Devem por isso improceder todas as conclusões do recurso do autor. Nada obsta ao mérito.

OBJETO DO RECURSO
O objeto do recurso é delimitado pelas conclusões da alegação do recorrente, ressalvadas as matérias que sejam de conhecimento oficioso (artigos 635º, n.º 3, e 639º, n.ºs 1 e 2, do código de processo civil).
Em consonância e atentas as conclusões do recorrente as questões a decidir são as seguintes:
1-Saber se os tribunais portugueses são incompetentes internacionalmente para conhecer do fundo da causa.

O MÉRITO DO RECURSO: FUNDAMENTAÇÃO DE FACTO:
O Autor na petição inicial articulou (ao que interessa ao recurso) que: 1.
A Ré A..., através do desenvolvimento e fornecimento de jogos, conteúdos e serviços online para consolas com ligação à Internet, dispositivos móveis e computadores pessoais, é uma empresa líder global em entretenimento digital interactivo.
2
O Autor que reside em Portugal tem uma longa e ilustre carreira como jogador de futebol profissional, sobejamente conhecido no meio do futebol, tendo exercido a sua profissão, maioritariamente, em clubes portugueses, dedicando-se inteiramente à prática desportiva do futebol, com a qual sempre se sustentou a si e à sua família. (4º)
3
o Autor atuou em centenas de partidas oficiais como profissional e sempre se destacou na posição de Defesa Central, como é conhecido internacionalmente, tendo atuado no D..., E..., F..., G..., H..., I... (Brasil) e J... (Grécia) entre outros, (6.º)
4
Esteve vinculado aos seguintes clubes e nas seguintes épocas:
- 2020/21 – H... - 2019/20 – H... - 2018/19 – H... - 2017/18 - G... - 2016/17 – G... - 2015/16 - G...
- 2014/15 – J... (Grécia) - 2013/14 – J... (Grécia) - 2012/13 – E... e F...
- 2011/12 – F... - 2010/11 – D... - 2009/10 – D... - 2008/09 – D... - 2007/08 – D... - 2006/07 – D... - 2005/06 – I... (Brasil)
5
O Autor teve conhecimento que a sua imagem, o seu nome e as suas características pessoais e profissionais foram e continuam a ser utilizados nos jogos denominados FIFA (também com as designações FIFA Football ou FIFA Soccer), nas edições 2008, 2009, 2010, 2011, 2012, 2013, 2016, 2017, 2019, 2020 e 2021, FIFA MANAGER FIFA (inicialmente designado Total Club Manager), nas edições 2007, 2008, 2009, 2010, 2011, 2012 e 2013, FIFA ULTIMATE TEAM – FUT nas edições 2010, 2011, 2012, 2013, 2017, 2019, 2020 e 2021, e FIFA MOBILE, nas edições 2020 e 2021, todos propriedade da Ré. (10º).

Secção de dados:

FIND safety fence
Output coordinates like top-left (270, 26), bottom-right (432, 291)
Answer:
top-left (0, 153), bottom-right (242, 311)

Instruções:
1) Segundo o texto sobre o recurso, em que posição sempre se destacou o Autor como jogador?
2) Reproduza, do texto sobre o recurso, o trecho que vai desde "Devem por isso" até "de processo civil).", inclusive.
As linhas apresentadas têm origem numa fonte distinta da do texto.

Respostas por ordem:
1) Na posição de Defesa Central.

2)
Devem por isso improceder todas as conclusões do recurso do autor. Nada obsta ao mérito.

OBJETO DO RECURSO
O objeto do recurso é delimitado pelas conclusões da alegação do recorrente, ressalvadas as matérias que sejam de conhecimento oficioso (artigos 635º, n.º 3, e 639º, n.ºs 1 e 2, do código de processo civil).